TASK STATEMENT ->
Copy every one of the items below verbatim, changing nothing.

RECORDS PROVIDED ->
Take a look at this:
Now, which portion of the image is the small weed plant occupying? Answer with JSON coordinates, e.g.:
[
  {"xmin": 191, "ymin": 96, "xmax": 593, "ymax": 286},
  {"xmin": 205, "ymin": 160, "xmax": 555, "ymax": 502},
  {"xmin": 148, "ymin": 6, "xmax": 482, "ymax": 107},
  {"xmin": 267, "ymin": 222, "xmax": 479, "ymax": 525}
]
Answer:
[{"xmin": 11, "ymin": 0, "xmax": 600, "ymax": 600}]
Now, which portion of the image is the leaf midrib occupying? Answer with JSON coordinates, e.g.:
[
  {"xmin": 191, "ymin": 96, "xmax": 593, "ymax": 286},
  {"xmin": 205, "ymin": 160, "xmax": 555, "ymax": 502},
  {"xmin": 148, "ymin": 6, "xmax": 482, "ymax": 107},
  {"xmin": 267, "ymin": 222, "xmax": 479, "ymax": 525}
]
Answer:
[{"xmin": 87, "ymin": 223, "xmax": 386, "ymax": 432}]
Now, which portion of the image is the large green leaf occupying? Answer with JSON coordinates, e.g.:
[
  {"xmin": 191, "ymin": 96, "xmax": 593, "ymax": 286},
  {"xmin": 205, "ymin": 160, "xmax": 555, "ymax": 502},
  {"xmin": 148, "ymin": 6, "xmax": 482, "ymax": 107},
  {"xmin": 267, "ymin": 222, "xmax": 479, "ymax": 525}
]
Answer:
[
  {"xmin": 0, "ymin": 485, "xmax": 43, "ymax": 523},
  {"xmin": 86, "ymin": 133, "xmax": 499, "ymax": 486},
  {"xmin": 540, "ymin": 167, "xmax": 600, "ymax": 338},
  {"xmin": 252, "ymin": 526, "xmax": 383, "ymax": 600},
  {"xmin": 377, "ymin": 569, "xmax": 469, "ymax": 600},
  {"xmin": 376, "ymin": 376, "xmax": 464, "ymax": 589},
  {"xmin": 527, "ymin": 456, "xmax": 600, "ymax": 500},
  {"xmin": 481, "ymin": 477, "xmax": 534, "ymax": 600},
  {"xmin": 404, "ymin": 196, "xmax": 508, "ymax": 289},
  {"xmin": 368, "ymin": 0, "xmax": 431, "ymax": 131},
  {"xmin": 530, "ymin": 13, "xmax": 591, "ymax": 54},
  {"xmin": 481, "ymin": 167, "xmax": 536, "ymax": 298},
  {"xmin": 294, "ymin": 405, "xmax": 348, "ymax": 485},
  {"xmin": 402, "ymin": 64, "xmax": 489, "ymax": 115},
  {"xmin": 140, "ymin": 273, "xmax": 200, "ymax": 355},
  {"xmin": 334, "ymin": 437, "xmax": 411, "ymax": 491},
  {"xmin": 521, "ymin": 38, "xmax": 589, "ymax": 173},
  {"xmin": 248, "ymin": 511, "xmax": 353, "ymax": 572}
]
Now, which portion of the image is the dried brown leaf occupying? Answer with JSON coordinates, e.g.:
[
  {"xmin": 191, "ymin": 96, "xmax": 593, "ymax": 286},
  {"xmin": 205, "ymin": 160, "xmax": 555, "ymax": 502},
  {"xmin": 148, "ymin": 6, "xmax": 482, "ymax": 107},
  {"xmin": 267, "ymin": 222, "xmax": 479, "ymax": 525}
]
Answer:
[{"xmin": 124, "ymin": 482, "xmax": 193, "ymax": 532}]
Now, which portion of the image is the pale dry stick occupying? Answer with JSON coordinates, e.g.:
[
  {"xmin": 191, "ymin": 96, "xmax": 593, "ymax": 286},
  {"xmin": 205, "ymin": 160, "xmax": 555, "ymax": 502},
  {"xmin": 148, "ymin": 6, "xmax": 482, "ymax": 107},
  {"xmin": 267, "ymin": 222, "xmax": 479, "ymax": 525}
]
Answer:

FINISHED ANSWER ->
Take a look at this:
Now, which portion of the image is the small weed plant occupying? Answer with JSON coordinates, e.g.:
[
  {"xmin": 191, "ymin": 96, "xmax": 593, "ymax": 286},
  {"xmin": 205, "ymin": 160, "xmax": 555, "ymax": 502},
  {"xmin": 148, "ymin": 6, "xmax": 482, "ymax": 107},
  {"xmin": 267, "ymin": 222, "xmax": 479, "ymax": 525}
]
Answer:
[{"xmin": 11, "ymin": 0, "xmax": 600, "ymax": 600}]
Now, which portion of the image is the leaf midrib occupying? Answer with JSON coordinates, e.g.:
[
  {"xmin": 191, "ymin": 96, "xmax": 593, "ymax": 286},
  {"xmin": 205, "ymin": 160, "xmax": 555, "ymax": 502},
  {"xmin": 148, "ymin": 6, "xmax": 482, "ymax": 107},
  {"xmin": 267, "ymin": 222, "xmax": 479, "ymax": 525}
]
Answer:
[{"xmin": 87, "ymin": 223, "xmax": 386, "ymax": 432}]
Now, which portion of the image is the large green leaf occupying? Answer with JSON coordinates, e.g.:
[
  {"xmin": 191, "ymin": 96, "xmax": 593, "ymax": 286},
  {"xmin": 205, "ymin": 160, "xmax": 555, "ymax": 502},
  {"xmin": 148, "ymin": 6, "xmax": 482, "ymax": 107},
  {"xmin": 267, "ymin": 222, "xmax": 479, "ymax": 525}
]
Answer:
[
  {"xmin": 0, "ymin": 485, "xmax": 43, "ymax": 523},
  {"xmin": 86, "ymin": 133, "xmax": 499, "ymax": 486},
  {"xmin": 540, "ymin": 167, "xmax": 600, "ymax": 338},
  {"xmin": 252, "ymin": 526, "xmax": 383, "ymax": 600},
  {"xmin": 377, "ymin": 569, "xmax": 469, "ymax": 600},
  {"xmin": 376, "ymin": 376, "xmax": 464, "ymax": 589},
  {"xmin": 527, "ymin": 456, "xmax": 600, "ymax": 500},
  {"xmin": 481, "ymin": 477, "xmax": 534, "ymax": 600},
  {"xmin": 404, "ymin": 196, "xmax": 508, "ymax": 289},
  {"xmin": 368, "ymin": 0, "xmax": 431, "ymax": 131},
  {"xmin": 530, "ymin": 13, "xmax": 591, "ymax": 54},
  {"xmin": 481, "ymin": 167, "xmax": 536, "ymax": 298},
  {"xmin": 294, "ymin": 405, "xmax": 348, "ymax": 485},
  {"xmin": 402, "ymin": 64, "xmax": 489, "ymax": 115},
  {"xmin": 140, "ymin": 273, "xmax": 200, "ymax": 355},
  {"xmin": 334, "ymin": 437, "xmax": 411, "ymax": 491},
  {"xmin": 521, "ymin": 38, "xmax": 589, "ymax": 173},
  {"xmin": 248, "ymin": 511, "xmax": 353, "ymax": 572}
]
Now, which portion of the image is the dried brown leaf occupying? Answer with JSON coordinates, e.g.:
[
  {"xmin": 191, "ymin": 96, "xmax": 593, "ymax": 286},
  {"xmin": 205, "ymin": 160, "xmax": 555, "ymax": 502},
  {"xmin": 148, "ymin": 6, "xmax": 482, "ymax": 107},
  {"xmin": 267, "ymin": 222, "xmax": 479, "ymax": 525}
]
Answer:
[{"xmin": 124, "ymin": 482, "xmax": 193, "ymax": 532}]
Now, which portion of the image is the pale dry stick occupying? Answer with JSON coordinates, e.g.:
[
  {"xmin": 191, "ymin": 96, "xmax": 593, "ymax": 286},
  {"xmin": 205, "ymin": 160, "xmax": 555, "ymax": 502},
  {"xmin": 148, "ymin": 6, "xmax": 482, "ymax": 107},
  {"xmin": 267, "ymin": 222, "xmax": 479, "ymax": 525}
]
Answer:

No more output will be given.